» TEXTE:
______

Et sur ce sujet, la classe politique israélienne est divisée. Alors que le ministre des Finances s’est récemment résolu à relever la pression fiscale – en augmentant les impôts et la TVA en 2025 – pour faire face à la croissance des dépenses militaires et combler le déficit de l’État, des voix redoutent que l’existence du secteur public israélien ne soit menacé.
Bref on retrouve en Israël les mêmes caractéristiques qu’en Europe, à la seule différence près que les Etats-Unis de Trump n’ont pas exercé la même pression sur les frais d’armement et sur les déficits commerciaux. Cela aurait été dans la logique de Trump surtout après ses affaires avec l’Arabie saoudite mais le piège de Netanayoun a fonctionné. Le dit piège n’empêchant pas par ailleurs la destruction de ce qui fait d’Israël un pays développé par rapport à ses voisins qui a contrario connaissent un développement y compris l’Iran pourtant étranglé par les sanctions et blocus et lui aussi entré dans une logique de guerre;
Fin mai, la professeure Karnit Flug, ancienne gouverneure de la Banque d’Israël et chercheuse à l’Institut israélien de la démocratie, a averti le gouvernement israélien : « Il existe un risque d’effondrement, car si les services publics continuent de se détériorer, nous nous retrouverons à la traîne des pays développés en matière de qualité des soins de santé, d’éducation, d’infrastructures et de recherche et développement. »

______

» À FAIRE: Pouvez-vous prolonger le texte sur les finances publiques d'Israël en reprenant juste après sa dernière phrase ?

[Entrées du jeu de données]

______

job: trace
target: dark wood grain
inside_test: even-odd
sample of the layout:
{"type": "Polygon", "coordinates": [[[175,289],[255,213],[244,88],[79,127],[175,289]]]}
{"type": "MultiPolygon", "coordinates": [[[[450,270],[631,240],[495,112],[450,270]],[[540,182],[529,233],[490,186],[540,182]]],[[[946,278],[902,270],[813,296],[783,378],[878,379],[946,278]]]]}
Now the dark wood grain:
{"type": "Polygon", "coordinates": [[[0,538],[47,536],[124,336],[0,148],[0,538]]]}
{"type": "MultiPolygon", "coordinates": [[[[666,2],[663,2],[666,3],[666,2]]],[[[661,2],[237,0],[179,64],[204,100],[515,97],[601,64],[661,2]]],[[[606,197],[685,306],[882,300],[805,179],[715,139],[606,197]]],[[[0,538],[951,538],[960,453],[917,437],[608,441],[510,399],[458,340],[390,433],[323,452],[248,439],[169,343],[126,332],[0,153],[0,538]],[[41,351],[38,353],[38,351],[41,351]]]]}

______

» RÉSULTAT:
Le coût de la guerre est moindre pour les Iraniens que pour les israéliens et surtout les Etats-Unis…
Selon les données officielles israéliennes plus de 400 missiles iraniens ont été tirés ces derniers jours.
Le chercheur Yehoshua Kaliski, de l’Institut d’études de sécurité nationale, révèle que l’interception d’un missile à l’aide du système David’s Sling coûte environ 700 000 dollars
Ce chiffre grimpe à 3 à 4 millions de dollars lorsqu’il s’agit d’interceptions réalisées avec les systèmes Arrow 2 ou Arrow 3.
L’ironie de la situation réside dans le fait que nombre des missiles et drones lancés par l’Iran ou ses alliés sont produits à des coûts dérisoires, de l’ordre de quelques milliers ou dizaines de milliers de dollars. Selon un rapport du Times of Israel, le coût de l’interception d’un seul missile dépasse souvent des dizaines de fois le prix du missile lancé
Les coûts de l’aérien font exploser la facture
Les dépenses ne se limitent pas à la défense aérienne : elles comprennent également des coûts liés à l’aviation militaire.
L’exploitation d’avions de chasse tels que le F-35 peut atteindre 10 000 dollars par heure, sans compter les munitions, telles que les bombes guidées de précision JDAM et MK84.
Ces dépenses portent la facture de la défense aérienne à des niveaux records, jamais atteints lors des précédentes grandes guerres contre le Hezbollah ou la bande de Gaza.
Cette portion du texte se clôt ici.